**条目列表:**
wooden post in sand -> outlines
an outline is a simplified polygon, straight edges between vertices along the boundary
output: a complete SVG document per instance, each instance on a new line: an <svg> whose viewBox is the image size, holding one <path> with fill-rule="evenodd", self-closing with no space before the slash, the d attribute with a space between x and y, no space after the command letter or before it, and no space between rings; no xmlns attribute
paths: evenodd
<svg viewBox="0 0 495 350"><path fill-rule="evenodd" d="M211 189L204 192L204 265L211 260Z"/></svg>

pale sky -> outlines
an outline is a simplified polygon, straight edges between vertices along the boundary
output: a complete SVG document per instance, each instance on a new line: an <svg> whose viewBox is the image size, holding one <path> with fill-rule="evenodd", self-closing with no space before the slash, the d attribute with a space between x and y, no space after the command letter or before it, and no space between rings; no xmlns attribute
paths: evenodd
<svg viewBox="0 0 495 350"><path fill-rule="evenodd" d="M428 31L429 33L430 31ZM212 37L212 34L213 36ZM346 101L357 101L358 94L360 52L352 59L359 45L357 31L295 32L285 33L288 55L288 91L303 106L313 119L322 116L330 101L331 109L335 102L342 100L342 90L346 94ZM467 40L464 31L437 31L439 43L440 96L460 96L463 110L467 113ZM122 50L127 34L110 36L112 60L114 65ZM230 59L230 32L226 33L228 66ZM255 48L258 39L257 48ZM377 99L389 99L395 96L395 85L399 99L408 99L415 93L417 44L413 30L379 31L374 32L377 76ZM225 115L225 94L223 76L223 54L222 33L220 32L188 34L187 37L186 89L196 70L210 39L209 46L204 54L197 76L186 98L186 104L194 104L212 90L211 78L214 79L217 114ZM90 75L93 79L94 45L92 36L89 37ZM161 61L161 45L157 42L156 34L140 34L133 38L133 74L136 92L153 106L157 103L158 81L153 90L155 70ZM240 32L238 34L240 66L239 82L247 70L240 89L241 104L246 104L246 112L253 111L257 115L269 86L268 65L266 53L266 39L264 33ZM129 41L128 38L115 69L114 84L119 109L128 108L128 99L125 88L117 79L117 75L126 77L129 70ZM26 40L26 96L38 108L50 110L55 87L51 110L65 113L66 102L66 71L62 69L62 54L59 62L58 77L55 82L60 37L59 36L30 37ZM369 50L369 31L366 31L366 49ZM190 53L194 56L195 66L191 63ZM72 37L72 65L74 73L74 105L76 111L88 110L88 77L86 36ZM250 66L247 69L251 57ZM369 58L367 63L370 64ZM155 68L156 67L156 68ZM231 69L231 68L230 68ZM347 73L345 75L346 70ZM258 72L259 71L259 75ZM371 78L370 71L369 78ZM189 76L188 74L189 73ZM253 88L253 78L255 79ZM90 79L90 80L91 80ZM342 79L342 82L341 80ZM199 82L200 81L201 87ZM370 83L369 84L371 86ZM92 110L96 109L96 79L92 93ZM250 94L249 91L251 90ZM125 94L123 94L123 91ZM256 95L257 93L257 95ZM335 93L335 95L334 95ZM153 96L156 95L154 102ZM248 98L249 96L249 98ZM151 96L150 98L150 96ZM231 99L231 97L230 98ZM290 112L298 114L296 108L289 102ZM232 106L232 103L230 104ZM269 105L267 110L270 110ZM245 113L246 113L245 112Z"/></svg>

**任务要求:** 把上面的材料从开头一直到含有“189L204 192L204 265L211”的那一行（首尾两行都算在内）整理成两列的CSV，列名用“输入”和“输出”，每条占一行。文字和答案各放进一个带引号的字段，里面的换行都改成空格。

**完成结果:**
输入,输出
"wooden post in sand -> outlines an outline is a simplified polygon, straight edges between vertices along the boundary output: a complete SVG document per instance, each instance on a new line: an <svg> whose viewBox is the image size, holding one <path> with fill-rule=""evenodd"", self-closing with no space before the slash, the d attribute with a space between x and y, no space after the command letter or before it, and no space between rings; no xmlns attribute paths: evenodd","<svg viewBox=""0 0 495 350""><path fill-rule=""evenodd"" d=""M211 189L204 192L204 265L211 260Z""/></svg>"